Although the quality and breadth of Lavoisier’s virtuosity mark him out as something of a prodigy, it was not all that unusual in the France of Louis XVI for public men to be simultaneously intellectuals, administrators and businessmen. In all three roles, such men ran certain risks. As a scientist Lavoisier could rise and fall with the fickle ebb and flow of scientific fashion, which in the 1780s was much the most important feature of cultural life in France. His financial security was not immune from unpredictable changes in government policy. For although the financiers were polemically depicted as risk-free speculators, they were vulnerable as bond holders to sudden and unforeseen partial repudiations of the kind that had been used in the 1720s and in 1770 to bring the scale of the deficit under control. There were at least as many bankrupt financiers as there were millionaires.
Lavoisier was typical of the majority of Farmers in that he had not financed from his own funds the very large deposit needed to install himself but had borrowed as well as having taken on sleeping partners (the so-called croupiers, from the word croupe, meaning the exposed rump of the horse available for an additional rider). They supplied a share of his working capital and he repaid them with a share of his salary and business proceeds. This meant, in effect, that he was trading on the margin and that under unpredictably adverse conditions was not entirely master of his own destiny. If the government decided to alter or abrogate the terms of a contract, there would immediately be a run on the billets de ferme – the negotiable notes that the Farmers were allowed to issue on their own personal security. This actually happened in 1783 when Controller-General d’Ormesson attempted to abrogate the “Lease Salzard” (each lease being titled after its principal contractor). But the Farmers refused to honor their paper, arguing that the government had incurred the responsibility by interfering with the lease. Faced with the popular fury, the government retreated and reinstated the old lease.

Stored data =>
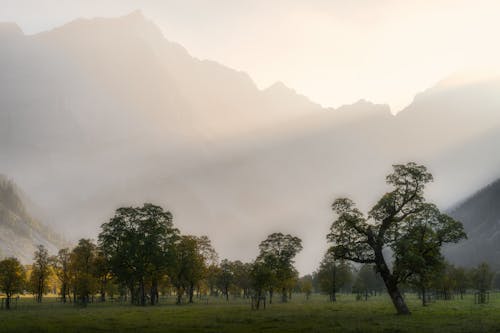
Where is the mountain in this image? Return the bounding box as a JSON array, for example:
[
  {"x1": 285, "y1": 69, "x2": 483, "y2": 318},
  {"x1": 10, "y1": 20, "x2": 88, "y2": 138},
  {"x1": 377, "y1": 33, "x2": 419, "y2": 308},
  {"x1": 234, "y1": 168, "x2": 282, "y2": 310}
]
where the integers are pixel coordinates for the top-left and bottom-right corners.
[
  {"x1": 0, "y1": 12, "x2": 500, "y2": 272},
  {"x1": 0, "y1": 175, "x2": 67, "y2": 263},
  {"x1": 446, "y1": 179, "x2": 500, "y2": 269}
]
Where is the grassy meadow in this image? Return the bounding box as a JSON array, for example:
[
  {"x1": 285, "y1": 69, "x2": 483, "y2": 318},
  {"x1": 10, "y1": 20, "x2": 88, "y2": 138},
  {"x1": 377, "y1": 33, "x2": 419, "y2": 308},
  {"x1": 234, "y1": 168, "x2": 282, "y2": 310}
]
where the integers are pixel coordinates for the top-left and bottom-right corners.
[{"x1": 0, "y1": 294, "x2": 500, "y2": 333}]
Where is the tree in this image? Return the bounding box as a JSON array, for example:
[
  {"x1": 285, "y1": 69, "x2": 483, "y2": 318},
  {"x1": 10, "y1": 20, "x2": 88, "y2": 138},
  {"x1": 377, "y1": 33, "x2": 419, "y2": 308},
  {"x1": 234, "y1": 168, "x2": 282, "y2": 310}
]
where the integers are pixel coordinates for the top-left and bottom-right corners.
[
  {"x1": 233, "y1": 260, "x2": 252, "y2": 298},
  {"x1": 0, "y1": 257, "x2": 26, "y2": 310},
  {"x1": 93, "y1": 249, "x2": 111, "y2": 302},
  {"x1": 299, "y1": 275, "x2": 313, "y2": 300},
  {"x1": 30, "y1": 245, "x2": 51, "y2": 303},
  {"x1": 99, "y1": 203, "x2": 179, "y2": 305},
  {"x1": 327, "y1": 162, "x2": 463, "y2": 314},
  {"x1": 51, "y1": 248, "x2": 71, "y2": 303},
  {"x1": 70, "y1": 239, "x2": 98, "y2": 306},
  {"x1": 393, "y1": 203, "x2": 466, "y2": 306},
  {"x1": 317, "y1": 251, "x2": 352, "y2": 302},
  {"x1": 353, "y1": 264, "x2": 384, "y2": 300},
  {"x1": 217, "y1": 259, "x2": 234, "y2": 301},
  {"x1": 250, "y1": 260, "x2": 274, "y2": 310},
  {"x1": 257, "y1": 232, "x2": 302, "y2": 303},
  {"x1": 471, "y1": 262, "x2": 495, "y2": 303},
  {"x1": 170, "y1": 235, "x2": 215, "y2": 304}
]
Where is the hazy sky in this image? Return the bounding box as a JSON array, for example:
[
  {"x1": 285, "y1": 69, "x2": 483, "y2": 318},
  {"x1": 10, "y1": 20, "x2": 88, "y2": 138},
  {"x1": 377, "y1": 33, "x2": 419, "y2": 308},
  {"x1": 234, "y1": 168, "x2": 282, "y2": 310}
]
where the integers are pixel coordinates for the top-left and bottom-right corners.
[{"x1": 0, "y1": 0, "x2": 500, "y2": 111}]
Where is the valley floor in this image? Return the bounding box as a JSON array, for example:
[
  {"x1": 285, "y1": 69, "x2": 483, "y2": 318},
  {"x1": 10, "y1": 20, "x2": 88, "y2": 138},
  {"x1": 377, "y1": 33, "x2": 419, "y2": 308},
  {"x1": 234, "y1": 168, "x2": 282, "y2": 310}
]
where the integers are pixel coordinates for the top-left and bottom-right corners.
[{"x1": 0, "y1": 294, "x2": 500, "y2": 333}]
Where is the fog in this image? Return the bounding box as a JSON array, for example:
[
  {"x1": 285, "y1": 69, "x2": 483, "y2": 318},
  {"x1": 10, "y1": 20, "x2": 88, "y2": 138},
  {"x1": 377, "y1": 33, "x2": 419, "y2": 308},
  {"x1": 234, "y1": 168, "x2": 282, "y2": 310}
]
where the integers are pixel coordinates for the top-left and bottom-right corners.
[{"x1": 0, "y1": 12, "x2": 500, "y2": 274}]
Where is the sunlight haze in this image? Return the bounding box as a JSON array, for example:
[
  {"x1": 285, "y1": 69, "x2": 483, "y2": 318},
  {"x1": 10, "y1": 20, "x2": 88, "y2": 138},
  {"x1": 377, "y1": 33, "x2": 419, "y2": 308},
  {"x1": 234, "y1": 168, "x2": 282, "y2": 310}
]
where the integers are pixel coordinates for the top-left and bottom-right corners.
[{"x1": 0, "y1": 0, "x2": 500, "y2": 113}]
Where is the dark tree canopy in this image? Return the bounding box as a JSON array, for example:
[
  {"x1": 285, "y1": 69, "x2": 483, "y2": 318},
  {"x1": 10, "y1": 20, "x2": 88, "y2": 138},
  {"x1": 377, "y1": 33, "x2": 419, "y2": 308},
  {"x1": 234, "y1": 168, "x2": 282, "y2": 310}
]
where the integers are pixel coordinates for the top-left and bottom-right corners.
[
  {"x1": 328, "y1": 162, "x2": 465, "y2": 314},
  {"x1": 99, "y1": 203, "x2": 179, "y2": 305},
  {"x1": 257, "y1": 232, "x2": 302, "y2": 302},
  {"x1": 0, "y1": 258, "x2": 26, "y2": 310}
]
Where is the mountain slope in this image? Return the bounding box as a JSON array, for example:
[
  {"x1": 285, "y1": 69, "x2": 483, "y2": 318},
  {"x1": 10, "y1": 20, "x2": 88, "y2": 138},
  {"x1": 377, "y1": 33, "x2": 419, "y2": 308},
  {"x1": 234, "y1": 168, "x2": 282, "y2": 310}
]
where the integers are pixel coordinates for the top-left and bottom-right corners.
[
  {"x1": 446, "y1": 179, "x2": 500, "y2": 269},
  {"x1": 0, "y1": 12, "x2": 500, "y2": 272},
  {"x1": 0, "y1": 175, "x2": 66, "y2": 263}
]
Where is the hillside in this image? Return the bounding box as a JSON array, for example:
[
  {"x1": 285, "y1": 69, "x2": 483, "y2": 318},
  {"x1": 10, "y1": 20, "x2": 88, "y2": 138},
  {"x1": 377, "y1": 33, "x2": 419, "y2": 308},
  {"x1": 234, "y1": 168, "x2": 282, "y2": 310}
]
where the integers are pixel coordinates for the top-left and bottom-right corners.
[
  {"x1": 446, "y1": 180, "x2": 500, "y2": 269},
  {"x1": 0, "y1": 175, "x2": 66, "y2": 263},
  {"x1": 0, "y1": 12, "x2": 500, "y2": 272}
]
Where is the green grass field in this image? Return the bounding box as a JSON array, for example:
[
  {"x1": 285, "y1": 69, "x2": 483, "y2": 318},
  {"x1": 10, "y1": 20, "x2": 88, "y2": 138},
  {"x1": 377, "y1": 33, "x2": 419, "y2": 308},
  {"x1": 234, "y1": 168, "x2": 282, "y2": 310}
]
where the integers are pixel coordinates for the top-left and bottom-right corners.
[{"x1": 0, "y1": 294, "x2": 500, "y2": 333}]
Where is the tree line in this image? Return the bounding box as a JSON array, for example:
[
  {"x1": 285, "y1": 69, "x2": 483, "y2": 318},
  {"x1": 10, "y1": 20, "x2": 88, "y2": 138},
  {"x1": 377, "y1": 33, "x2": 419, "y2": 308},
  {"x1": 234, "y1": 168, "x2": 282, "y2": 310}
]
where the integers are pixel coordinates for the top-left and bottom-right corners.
[{"x1": 0, "y1": 162, "x2": 486, "y2": 314}]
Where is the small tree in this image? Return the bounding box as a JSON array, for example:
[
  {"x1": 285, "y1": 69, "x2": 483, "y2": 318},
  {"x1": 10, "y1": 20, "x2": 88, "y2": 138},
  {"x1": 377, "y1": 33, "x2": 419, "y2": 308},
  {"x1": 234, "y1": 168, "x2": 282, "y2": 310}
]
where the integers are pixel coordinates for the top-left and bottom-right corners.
[
  {"x1": 328, "y1": 163, "x2": 463, "y2": 314},
  {"x1": 471, "y1": 262, "x2": 495, "y2": 303},
  {"x1": 217, "y1": 259, "x2": 234, "y2": 301},
  {"x1": 70, "y1": 239, "x2": 98, "y2": 306},
  {"x1": 0, "y1": 258, "x2": 26, "y2": 310},
  {"x1": 30, "y1": 245, "x2": 51, "y2": 303},
  {"x1": 317, "y1": 251, "x2": 352, "y2": 302},
  {"x1": 257, "y1": 232, "x2": 302, "y2": 303},
  {"x1": 299, "y1": 275, "x2": 313, "y2": 300},
  {"x1": 250, "y1": 260, "x2": 274, "y2": 310},
  {"x1": 51, "y1": 248, "x2": 71, "y2": 303},
  {"x1": 393, "y1": 204, "x2": 466, "y2": 306},
  {"x1": 170, "y1": 236, "x2": 207, "y2": 304},
  {"x1": 99, "y1": 203, "x2": 179, "y2": 305}
]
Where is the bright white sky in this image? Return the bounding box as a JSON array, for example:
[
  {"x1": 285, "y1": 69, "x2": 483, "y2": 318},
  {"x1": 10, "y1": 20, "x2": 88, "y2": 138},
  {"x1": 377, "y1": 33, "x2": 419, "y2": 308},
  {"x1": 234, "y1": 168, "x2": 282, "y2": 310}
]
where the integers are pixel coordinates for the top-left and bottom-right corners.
[{"x1": 0, "y1": 0, "x2": 500, "y2": 112}]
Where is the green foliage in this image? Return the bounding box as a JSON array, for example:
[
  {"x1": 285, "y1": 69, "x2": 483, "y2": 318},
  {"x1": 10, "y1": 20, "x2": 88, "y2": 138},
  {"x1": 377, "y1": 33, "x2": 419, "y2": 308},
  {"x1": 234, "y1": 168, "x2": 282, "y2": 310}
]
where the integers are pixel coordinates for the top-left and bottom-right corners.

Your goal => For each statement, answer yes or no according to the Lavoisier passage, and quote the words that decide it. 1. Lavoisier paid the deposit to become a Farmer entirely out of his own money. 2. After the 1783 attempt on the "Lease Salzard," the old lease was put back in force. 3. Millionaires outnumbered bankrupts among the financiers. The entries have no connection to the Lavoisier passage.

Expected answer =>
1. No: "he had not financed from his own funds the very large deposit needed to install himself"
2. Yes: "the government retreated and reinstated the old lease"
3. No: "There were at least as many bankrupt financiers as there were millionaires"